Text section »
--- BEGIN ---

# bamboo dragon by james parker for sale



## missalot (Mar 26, 2009)

bow is awsome only about 2 months old ,62"50#@29" bamboo backed and on the belly , ,i need to sale .bow has tigerstripe finish on the back .will sale for 250.00 shipped and insured ,the bow is a shooter ,centershot with a nice leather grip


----------



## dutchman (Mar 26, 2009)

Nice looking bow. Just a touch short for my draw length, though. Story of my life...


----------



## missalot (Mar 26, 2009)

i have a 29"draw and this bow was tillerd for that .james shot it at that draw to check everthing,he backed it up with a lifetime warrenty


----------



## Apex Predator (Mar 27, 2009)

That is an awesome looking bow!  I plan to build one like that one day.


----------



## NCHillbilly (Mar 27, 2009)

I know James well, he makes some awesome bows and stands behind them better than almost anybody out there. That's a good deal on that one.


----------



## snakekiller (Mar 27, 2009)

Can you tell me how to get in contact with James Parker his bow looks great that one is six inches short for me


----------



## missalot (Mar 27, 2009)

the bow is sold ! you can go to his web site..huntworthyproduction.com


----------



## NCHillbilly (Mar 27, 2009)

Add an "s" to production-www.huntworthyproductions.com.


----------

--- END ---

Raw records »
--- BEGIN ---

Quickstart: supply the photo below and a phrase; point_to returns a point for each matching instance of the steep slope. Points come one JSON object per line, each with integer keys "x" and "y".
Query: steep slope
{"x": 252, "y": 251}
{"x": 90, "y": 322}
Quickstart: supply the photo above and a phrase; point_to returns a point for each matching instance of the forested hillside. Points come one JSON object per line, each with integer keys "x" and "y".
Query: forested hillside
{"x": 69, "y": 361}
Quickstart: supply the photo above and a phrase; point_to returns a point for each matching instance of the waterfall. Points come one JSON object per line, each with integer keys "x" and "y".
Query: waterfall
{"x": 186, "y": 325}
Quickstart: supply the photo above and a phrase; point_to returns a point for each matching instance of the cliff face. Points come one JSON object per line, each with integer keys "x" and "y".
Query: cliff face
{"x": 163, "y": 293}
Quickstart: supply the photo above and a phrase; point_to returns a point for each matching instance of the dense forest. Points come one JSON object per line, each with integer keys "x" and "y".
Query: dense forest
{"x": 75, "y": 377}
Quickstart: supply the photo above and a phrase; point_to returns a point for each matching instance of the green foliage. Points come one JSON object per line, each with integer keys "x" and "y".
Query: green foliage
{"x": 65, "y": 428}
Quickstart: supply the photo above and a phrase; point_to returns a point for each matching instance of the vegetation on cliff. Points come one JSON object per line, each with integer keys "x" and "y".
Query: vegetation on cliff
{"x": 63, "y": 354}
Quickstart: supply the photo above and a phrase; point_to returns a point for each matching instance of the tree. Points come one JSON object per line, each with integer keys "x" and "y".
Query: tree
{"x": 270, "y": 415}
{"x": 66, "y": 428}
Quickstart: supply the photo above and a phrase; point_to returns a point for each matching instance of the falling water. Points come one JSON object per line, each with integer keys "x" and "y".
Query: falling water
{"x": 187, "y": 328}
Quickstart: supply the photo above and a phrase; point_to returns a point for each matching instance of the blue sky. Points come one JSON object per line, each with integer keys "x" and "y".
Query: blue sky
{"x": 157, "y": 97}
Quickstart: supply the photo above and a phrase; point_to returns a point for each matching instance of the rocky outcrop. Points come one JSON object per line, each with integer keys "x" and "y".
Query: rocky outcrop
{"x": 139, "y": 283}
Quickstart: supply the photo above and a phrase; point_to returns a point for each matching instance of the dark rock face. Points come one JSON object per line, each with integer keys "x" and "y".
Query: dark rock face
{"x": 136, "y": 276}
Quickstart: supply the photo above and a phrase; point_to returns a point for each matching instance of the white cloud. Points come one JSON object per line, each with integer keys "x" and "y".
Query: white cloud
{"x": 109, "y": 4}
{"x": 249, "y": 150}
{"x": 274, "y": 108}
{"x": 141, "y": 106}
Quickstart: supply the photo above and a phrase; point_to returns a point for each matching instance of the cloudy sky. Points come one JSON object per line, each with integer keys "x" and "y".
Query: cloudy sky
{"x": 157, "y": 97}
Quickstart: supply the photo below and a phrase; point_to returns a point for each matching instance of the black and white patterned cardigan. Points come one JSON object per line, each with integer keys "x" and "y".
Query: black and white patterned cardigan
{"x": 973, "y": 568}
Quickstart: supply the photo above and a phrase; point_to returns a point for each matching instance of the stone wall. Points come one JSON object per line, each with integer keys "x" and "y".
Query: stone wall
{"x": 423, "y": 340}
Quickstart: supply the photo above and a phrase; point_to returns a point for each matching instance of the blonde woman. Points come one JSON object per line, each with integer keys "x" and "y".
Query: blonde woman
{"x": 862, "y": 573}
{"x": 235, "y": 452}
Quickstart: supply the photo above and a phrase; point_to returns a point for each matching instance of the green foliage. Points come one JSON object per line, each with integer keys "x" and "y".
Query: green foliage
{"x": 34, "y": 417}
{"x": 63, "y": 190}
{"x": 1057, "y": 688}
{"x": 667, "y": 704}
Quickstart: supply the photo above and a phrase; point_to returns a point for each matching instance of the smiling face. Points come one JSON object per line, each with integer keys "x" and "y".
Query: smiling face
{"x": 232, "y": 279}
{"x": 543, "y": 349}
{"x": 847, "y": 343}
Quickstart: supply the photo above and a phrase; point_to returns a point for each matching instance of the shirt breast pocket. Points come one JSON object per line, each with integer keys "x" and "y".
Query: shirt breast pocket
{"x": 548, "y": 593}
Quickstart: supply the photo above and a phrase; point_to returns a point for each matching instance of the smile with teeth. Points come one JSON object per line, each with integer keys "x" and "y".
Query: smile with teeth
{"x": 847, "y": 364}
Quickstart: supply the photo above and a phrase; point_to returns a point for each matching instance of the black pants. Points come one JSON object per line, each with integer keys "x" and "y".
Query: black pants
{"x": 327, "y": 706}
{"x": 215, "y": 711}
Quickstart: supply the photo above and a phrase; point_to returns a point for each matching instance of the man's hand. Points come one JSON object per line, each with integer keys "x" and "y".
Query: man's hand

--- END ---

Goals »
a: Answer these about the bow-sale thread:
(i) What price did the seller ask for the bow?
(ii) What draw length was the bow tillered for?
(iii) What change did NCHillbilly make to the web address the seller gave?
b: In the bow-sale thread, reproduce the passage that opens with the words containing "bow is awsome" and closes with "dutchman (Mar 26, 2009)", swapping "leather" for "suede".

Worked solutions »
a:
(i) 250.00, shipped and insured.
(ii) 29".
(iii) NCHillbilly added an "s" to "production," making it www.huntworthyproductions.com.

b:
bow is awsome only about 2 months old ,62"50#@29" bamboo backed and on the belly , ,i need to sale .bow has tigerstripe finish on the back .will sale for 250.00 shipped and insured ,the bow is a shooter ,centershot with a nice suede grip


----------



## dutchman (Mar 26, 2009)